Set exercise: Write out each record again exactly as it stands.

::: Stored rows :::

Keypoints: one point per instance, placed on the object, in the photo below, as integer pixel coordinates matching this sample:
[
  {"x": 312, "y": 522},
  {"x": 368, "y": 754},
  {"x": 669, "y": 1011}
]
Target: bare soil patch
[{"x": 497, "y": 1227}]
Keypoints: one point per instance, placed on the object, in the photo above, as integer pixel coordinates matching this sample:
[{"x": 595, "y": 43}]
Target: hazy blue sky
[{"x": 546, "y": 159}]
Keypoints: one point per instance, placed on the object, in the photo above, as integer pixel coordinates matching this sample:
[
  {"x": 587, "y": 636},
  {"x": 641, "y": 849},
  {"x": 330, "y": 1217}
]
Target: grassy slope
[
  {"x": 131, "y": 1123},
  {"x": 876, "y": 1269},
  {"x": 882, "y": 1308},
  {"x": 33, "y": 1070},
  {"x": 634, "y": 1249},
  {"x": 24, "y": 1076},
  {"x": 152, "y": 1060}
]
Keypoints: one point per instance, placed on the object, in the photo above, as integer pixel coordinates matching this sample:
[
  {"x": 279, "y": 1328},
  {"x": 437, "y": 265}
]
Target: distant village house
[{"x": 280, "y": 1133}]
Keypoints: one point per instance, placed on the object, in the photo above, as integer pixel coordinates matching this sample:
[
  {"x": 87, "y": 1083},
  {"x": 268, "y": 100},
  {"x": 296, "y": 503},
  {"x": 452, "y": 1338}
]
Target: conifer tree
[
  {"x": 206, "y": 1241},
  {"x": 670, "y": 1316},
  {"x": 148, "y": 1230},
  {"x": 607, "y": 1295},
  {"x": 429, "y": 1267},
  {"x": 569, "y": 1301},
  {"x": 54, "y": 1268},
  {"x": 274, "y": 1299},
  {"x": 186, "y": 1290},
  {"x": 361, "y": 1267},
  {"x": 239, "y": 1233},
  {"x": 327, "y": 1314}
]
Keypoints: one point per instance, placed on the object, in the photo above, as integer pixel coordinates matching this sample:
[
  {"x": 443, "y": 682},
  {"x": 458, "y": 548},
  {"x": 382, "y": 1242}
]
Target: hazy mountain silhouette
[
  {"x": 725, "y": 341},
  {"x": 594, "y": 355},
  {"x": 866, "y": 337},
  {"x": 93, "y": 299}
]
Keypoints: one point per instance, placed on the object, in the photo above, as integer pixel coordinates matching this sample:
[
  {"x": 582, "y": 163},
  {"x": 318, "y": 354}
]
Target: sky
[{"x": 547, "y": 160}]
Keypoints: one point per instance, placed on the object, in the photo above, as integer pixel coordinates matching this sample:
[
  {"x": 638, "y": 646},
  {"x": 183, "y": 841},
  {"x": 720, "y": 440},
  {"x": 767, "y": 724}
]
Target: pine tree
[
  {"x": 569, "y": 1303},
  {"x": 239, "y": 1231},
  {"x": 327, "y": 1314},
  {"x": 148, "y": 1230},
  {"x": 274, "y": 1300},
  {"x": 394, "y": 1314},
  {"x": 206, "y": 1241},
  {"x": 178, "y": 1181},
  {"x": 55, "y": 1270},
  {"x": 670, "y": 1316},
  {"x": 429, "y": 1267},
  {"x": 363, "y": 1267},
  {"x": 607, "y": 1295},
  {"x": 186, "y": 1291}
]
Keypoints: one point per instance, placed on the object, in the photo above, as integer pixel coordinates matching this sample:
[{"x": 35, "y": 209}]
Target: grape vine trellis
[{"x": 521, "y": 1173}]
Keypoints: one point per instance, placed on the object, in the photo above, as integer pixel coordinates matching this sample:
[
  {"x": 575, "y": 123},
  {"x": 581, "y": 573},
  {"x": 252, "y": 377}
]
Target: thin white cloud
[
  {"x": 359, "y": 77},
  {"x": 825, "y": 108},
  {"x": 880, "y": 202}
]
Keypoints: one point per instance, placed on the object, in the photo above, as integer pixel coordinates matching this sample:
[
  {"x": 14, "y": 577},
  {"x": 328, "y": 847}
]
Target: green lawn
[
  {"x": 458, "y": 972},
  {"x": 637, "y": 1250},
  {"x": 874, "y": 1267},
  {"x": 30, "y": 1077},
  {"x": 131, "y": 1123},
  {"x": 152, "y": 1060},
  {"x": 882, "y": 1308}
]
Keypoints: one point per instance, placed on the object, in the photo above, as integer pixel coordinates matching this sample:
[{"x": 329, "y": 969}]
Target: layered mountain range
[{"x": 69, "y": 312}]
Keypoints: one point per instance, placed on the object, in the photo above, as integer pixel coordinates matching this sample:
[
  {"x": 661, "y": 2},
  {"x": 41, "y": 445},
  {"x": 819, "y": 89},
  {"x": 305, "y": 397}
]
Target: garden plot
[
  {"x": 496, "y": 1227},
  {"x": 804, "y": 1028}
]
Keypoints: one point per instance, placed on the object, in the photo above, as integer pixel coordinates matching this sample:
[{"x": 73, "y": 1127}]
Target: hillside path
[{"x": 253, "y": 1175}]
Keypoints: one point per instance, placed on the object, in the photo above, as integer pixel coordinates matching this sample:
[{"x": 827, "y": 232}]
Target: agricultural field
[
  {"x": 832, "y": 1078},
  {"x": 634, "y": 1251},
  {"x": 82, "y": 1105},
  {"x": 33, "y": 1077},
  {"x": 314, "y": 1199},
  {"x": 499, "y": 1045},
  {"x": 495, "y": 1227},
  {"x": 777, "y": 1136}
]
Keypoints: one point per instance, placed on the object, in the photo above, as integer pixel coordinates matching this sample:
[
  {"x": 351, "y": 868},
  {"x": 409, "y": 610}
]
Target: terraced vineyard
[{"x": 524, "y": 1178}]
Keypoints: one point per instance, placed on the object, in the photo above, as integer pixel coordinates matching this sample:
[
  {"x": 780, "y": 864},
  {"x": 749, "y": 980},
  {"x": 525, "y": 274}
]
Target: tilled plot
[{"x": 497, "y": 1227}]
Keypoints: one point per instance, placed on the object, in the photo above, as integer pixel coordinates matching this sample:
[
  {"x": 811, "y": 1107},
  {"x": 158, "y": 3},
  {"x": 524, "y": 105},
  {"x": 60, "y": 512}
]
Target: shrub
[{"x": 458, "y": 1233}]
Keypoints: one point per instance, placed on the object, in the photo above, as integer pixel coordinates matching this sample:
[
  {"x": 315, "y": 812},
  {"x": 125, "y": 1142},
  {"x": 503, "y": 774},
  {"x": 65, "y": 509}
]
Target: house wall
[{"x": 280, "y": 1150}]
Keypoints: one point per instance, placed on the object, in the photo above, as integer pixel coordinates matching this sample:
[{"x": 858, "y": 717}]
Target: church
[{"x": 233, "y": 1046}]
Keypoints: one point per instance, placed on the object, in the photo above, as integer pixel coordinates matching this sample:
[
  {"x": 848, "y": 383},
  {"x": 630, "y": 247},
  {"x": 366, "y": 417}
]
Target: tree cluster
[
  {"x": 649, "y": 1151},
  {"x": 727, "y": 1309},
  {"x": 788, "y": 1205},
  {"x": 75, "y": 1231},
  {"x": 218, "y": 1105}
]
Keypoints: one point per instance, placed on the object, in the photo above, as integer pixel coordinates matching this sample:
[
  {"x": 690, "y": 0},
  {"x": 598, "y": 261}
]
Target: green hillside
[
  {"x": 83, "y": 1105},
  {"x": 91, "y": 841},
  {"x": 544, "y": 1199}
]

:::

Task response:
Keypoints: one point per instance, placed on the object, in the photo below, as integer pixel coordinates matching this sample:
[
  {"x": 312, "y": 522},
  {"x": 368, "y": 754},
  {"x": 669, "y": 1011}
]
Target: bare soil patch
[{"x": 497, "y": 1227}]
Keypoints: one point per instance, placed on the object, in the photo above, as integer pixel coordinates matching this sample:
[{"x": 595, "y": 43}]
Target: hazy blue sky
[{"x": 546, "y": 159}]
Keypoints: one point per instance, placed on the object, in the photo above, as integer pixel coordinates matching this sample:
[
  {"x": 587, "y": 636},
  {"x": 641, "y": 849},
  {"x": 330, "y": 1217}
]
Target: grassy slope
[
  {"x": 131, "y": 1123},
  {"x": 876, "y": 1269},
  {"x": 882, "y": 1308},
  {"x": 33, "y": 1070},
  {"x": 634, "y": 1249},
  {"x": 24, "y": 1076},
  {"x": 152, "y": 1060}
]
Keypoints: one point per instance, placed on the object, in the photo above, as integer pixel coordinates matching this sample:
[
  {"x": 279, "y": 1328},
  {"x": 437, "y": 265}
]
Target: distant village house
[{"x": 280, "y": 1133}]
Keypoints: one point per instance, placed on the object, in the photo above, as integer pixel coordinates matching this sample:
[
  {"x": 87, "y": 1083},
  {"x": 268, "y": 100},
  {"x": 296, "y": 503},
  {"x": 452, "y": 1338}
]
Target: conifer tree
[
  {"x": 206, "y": 1241},
  {"x": 670, "y": 1316},
  {"x": 148, "y": 1230},
  {"x": 607, "y": 1295},
  {"x": 429, "y": 1267},
  {"x": 569, "y": 1301},
  {"x": 54, "y": 1268},
  {"x": 274, "y": 1299},
  {"x": 186, "y": 1290},
  {"x": 361, "y": 1267},
  {"x": 239, "y": 1233},
  {"x": 327, "y": 1314}
]
Keypoints: one point per instance, placed on the object, in the photo above, as integer pixel coordinates matching this sample:
[
  {"x": 443, "y": 682},
  {"x": 458, "y": 548},
  {"x": 382, "y": 1242}
]
Target: hazy mountain silhouette
[
  {"x": 725, "y": 341},
  {"x": 594, "y": 355},
  {"x": 866, "y": 337},
  {"x": 93, "y": 299}
]
Keypoints: one point per instance, placed on the object, in the photo above, as integer pixel coordinates matching this sample:
[
  {"x": 582, "y": 163},
  {"x": 318, "y": 354}
]
Target: sky
[{"x": 547, "y": 160}]
Keypoints: one point per instance, placed on the object, in the photo above, as integer pixel coordinates matching this sample:
[
  {"x": 638, "y": 646},
  {"x": 183, "y": 841},
  {"x": 720, "y": 440},
  {"x": 767, "y": 724}
]
Target: pine tree
[
  {"x": 569, "y": 1303},
  {"x": 239, "y": 1231},
  {"x": 327, "y": 1314},
  {"x": 148, "y": 1230},
  {"x": 274, "y": 1300},
  {"x": 394, "y": 1314},
  {"x": 206, "y": 1241},
  {"x": 178, "y": 1181},
  {"x": 55, "y": 1270},
  {"x": 670, "y": 1316},
  {"x": 429, "y": 1267},
  {"x": 363, "y": 1267},
  {"x": 607, "y": 1295},
  {"x": 186, "y": 1291}
]
Keypoints: one point per instance, placed on the object, in the photo above, as integer pixel coordinates matching this sample:
[{"x": 35, "y": 209}]
Target: grape vine trellis
[{"x": 521, "y": 1173}]
Keypoints: one point per instance, placed on the object, in the photo above, as integer pixel coordinates matching this sample:
[
  {"x": 575, "y": 123},
  {"x": 581, "y": 573},
  {"x": 252, "y": 377}
]
Target: thin white cloud
[
  {"x": 359, "y": 77},
  {"x": 825, "y": 108},
  {"x": 880, "y": 202}
]
Keypoints: one point per instance, placed on the object, in the photo above, as integer pixel coordinates matching this sample:
[
  {"x": 14, "y": 577},
  {"x": 328, "y": 847}
]
Target: green lawn
[
  {"x": 458, "y": 972},
  {"x": 637, "y": 1250},
  {"x": 874, "y": 1267},
  {"x": 30, "y": 1077},
  {"x": 131, "y": 1123},
  {"x": 152, "y": 1060},
  {"x": 882, "y": 1308}
]
Keypoints: one point per instance, placed on the object, in the photo above, as integer pixel coordinates matching this sample:
[{"x": 329, "y": 969}]
Target: layered mountain range
[{"x": 69, "y": 312}]
Keypoints: one point per instance, placed on the object, in the photo above, as integer pixel coordinates matching this sample:
[
  {"x": 661, "y": 2},
  {"x": 41, "y": 445},
  {"x": 819, "y": 89},
  {"x": 305, "y": 397}
]
Target: garden plot
[
  {"x": 496, "y": 1227},
  {"x": 804, "y": 1028}
]
Keypoints: one point per instance, placed on the object, in the photo above, as integer pixel coordinates matching this sample:
[{"x": 73, "y": 1127}]
Target: hillside path
[{"x": 253, "y": 1175}]
Keypoints: one point per instance, placed on the object, in the photo above, as integer pixel coordinates matching this sample:
[{"x": 827, "y": 232}]
Target: agricultural field
[
  {"x": 832, "y": 1078},
  {"x": 634, "y": 1251},
  {"x": 82, "y": 1105},
  {"x": 33, "y": 1077},
  {"x": 314, "y": 1199},
  {"x": 499, "y": 1045},
  {"x": 495, "y": 1227},
  {"x": 777, "y": 1136}
]
Keypoints: one point per instance, placed on the object, in the photo above, as integer pixel coordinates matching this sample:
[
  {"x": 351, "y": 868},
  {"x": 409, "y": 610}
]
Target: terraced vineyard
[{"x": 524, "y": 1178}]
Keypoints: one point per instance, placed on the object, in the photo above, as integer pixel coordinates matching this sample:
[
  {"x": 780, "y": 864},
  {"x": 749, "y": 980},
  {"x": 525, "y": 274}
]
Target: tilled plot
[{"x": 497, "y": 1227}]
Keypoints: one point per instance, placed on the object, in the photo above, as integer pixel coordinates matching this sample:
[
  {"x": 811, "y": 1107},
  {"x": 158, "y": 3},
  {"x": 524, "y": 105},
  {"x": 60, "y": 512}
]
Target: shrub
[{"x": 458, "y": 1233}]
Keypoints: one point per instance, placed on the object, in the photo above, as integer pixel coordinates matching this sample:
[
  {"x": 315, "y": 812},
  {"x": 125, "y": 1142},
  {"x": 503, "y": 774},
  {"x": 65, "y": 509}
]
Target: house wall
[{"x": 280, "y": 1150}]
Keypoints: one point per instance, placed on the object, in the photo above, as integer pixel coordinates matching this sample:
[{"x": 858, "y": 717}]
Target: church
[{"x": 233, "y": 1046}]
Keypoints: one point per instance, placed on the object, in the photo above, as integer pixel coordinates matching this sample:
[
  {"x": 848, "y": 383},
  {"x": 630, "y": 247},
  {"x": 366, "y": 417}
]
Target: tree cluster
[
  {"x": 649, "y": 1151},
  {"x": 727, "y": 1309},
  {"x": 788, "y": 1205},
  {"x": 75, "y": 1231},
  {"x": 218, "y": 1105}
]
Keypoints: one point per instance, placed on the object, in the photo above, as integer pixel coordinates matching this sample:
[
  {"x": 690, "y": 0},
  {"x": 598, "y": 261}
]
Target: green hillside
[
  {"x": 83, "y": 1105},
  {"x": 91, "y": 841},
  {"x": 544, "y": 1199}
]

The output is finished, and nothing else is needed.